+++ EXCERPTED DATA +++

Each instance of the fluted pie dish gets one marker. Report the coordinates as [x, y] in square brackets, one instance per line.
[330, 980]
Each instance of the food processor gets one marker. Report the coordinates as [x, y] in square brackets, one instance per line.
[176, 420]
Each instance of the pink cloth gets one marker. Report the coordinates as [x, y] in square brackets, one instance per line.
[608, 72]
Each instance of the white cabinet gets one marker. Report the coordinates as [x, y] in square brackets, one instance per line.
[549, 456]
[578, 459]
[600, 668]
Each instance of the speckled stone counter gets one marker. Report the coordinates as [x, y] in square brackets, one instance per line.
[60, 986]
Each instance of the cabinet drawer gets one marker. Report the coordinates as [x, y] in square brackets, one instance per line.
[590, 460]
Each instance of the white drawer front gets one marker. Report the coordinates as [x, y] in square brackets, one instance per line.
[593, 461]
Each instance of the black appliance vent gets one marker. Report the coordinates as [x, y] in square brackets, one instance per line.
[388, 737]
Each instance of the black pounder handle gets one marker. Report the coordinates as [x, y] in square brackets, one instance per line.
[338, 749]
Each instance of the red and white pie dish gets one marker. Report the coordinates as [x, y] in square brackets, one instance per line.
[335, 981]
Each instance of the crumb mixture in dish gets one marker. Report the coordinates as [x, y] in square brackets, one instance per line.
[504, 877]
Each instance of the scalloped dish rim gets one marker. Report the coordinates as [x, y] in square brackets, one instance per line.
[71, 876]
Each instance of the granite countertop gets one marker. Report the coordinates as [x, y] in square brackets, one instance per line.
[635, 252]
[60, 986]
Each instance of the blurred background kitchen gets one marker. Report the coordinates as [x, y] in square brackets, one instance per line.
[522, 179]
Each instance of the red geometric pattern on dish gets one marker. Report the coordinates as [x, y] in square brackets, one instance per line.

+++

» PROBLEM: Copy every line above word for word, in the same order.

» EXERCISE ANSWER:
Each instance of the fluted pie dish gets one marker. Report the coordinates as [x, y] in square brackets, one instance per line.
[330, 980]
Each instance of the food processor gets one marker. Report the coordinates as [x, y] in square brackets, one instance per line.
[176, 420]
Each instance of the pink cloth gets one marker. Report the coordinates as [x, y] in square brackets, one instance per line.
[608, 72]
Each instance of the white cabinet gets one marker. Report the coordinates as [x, y] in square brackets, one instance per line.
[549, 456]
[578, 459]
[600, 668]
Each instance of the speckled stone counter gets one marker. Report the coordinates as [x, y] in square brackets, one instance per line.
[60, 986]
Each instance of the cabinet drawer gets one marker. Report the coordinates as [x, y] in square brackets, one instance per line.
[590, 460]
Each instance of the white drawer front gets one marker. Report the coordinates as [x, y] in square brackets, one instance per line.
[593, 461]
Each instance of the black appliance vent gets one marker. Report the coordinates as [x, y] in square brackets, one instance per line.
[388, 737]
Each instance of the black pounder handle gets one marker. Report the coordinates as [x, y] in square brackets, one instance per line.
[338, 749]
Each instance of the red and white pie dish gets one marker. Report the coordinates as [x, y] in square brackets, one instance per line.
[335, 981]
Each instance of the crumb mixture in dish gets one marker. Report the coordinates as [x, y] in square brackets, one instance per line.
[504, 877]
Each instance of the scalloped dish rim gets one marker. Report the coordinates as [x, y] in square brackets, one instance per line.
[71, 876]
Each instance of the granite countertop gets one marker. Report the coordinates as [x, y] in square brackets, one instance per line.
[635, 252]
[60, 986]
Each instance of the blurred background kitchen gets one marker. Report the coordinates as [x, y] in square brackets, one instance per line.
[522, 179]
Each instance of the red geometric pattern on dish gets one marker. Report the coordinates as [x, y] in square brackets, one instance per line.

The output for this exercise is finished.